What you have to do >>
Convert the lines below into a Markdown table with the columns "Row" and "Line," numbering each line in order and skipping any blank lines.

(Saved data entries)
▼
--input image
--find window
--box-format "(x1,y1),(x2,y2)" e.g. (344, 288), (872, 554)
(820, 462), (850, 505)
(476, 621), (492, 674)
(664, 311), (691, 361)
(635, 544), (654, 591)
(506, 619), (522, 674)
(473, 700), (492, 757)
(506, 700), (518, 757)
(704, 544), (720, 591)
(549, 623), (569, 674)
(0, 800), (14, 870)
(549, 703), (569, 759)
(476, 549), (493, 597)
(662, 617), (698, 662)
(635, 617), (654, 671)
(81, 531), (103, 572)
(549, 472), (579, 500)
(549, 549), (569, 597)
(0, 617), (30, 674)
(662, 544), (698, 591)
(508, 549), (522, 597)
▲
Solved exercise >>
| Row | Line |
|---|---|
| 1 | --input image |
| 2 | --find window |
| 3 | --box-format "(x1,y1),(x2,y2)" e.g. (344, 288), (872, 554) |
| 4 | (820, 462), (850, 505) |
| 5 | (476, 621), (492, 674) |
| 6 | (664, 311), (691, 361) |
| 7 | (635, 544), (654, 591) |
| 8 | (506, 619), (522, 674) |
| 9 | (473, 700), (492, 757) |
| 10 | (506, 700), (518, 757) |
| 11 | (704, 544), (720, 591) |
| 12 | (549, 623), (569, 674) |
| 13 | (0, 800), (14, 870) |
| 14 | (549, 703), (569, 759) |
| 15 | (476, 549), (493, 597) |
| 16 | (662, 617), (698, 662) |
| 17 | (635, 617), (654, 671) |
| 18 | (81, 531), (103, 572) |
| 19 | (549, 472), (579, 500) |
| 20 | (549, 549), (569, 597) |
| 21 | (0, 617), (30, 674) |
| 22 | (662, 544), (698, 591) |
| 23 | (508, 549), (522, 597) |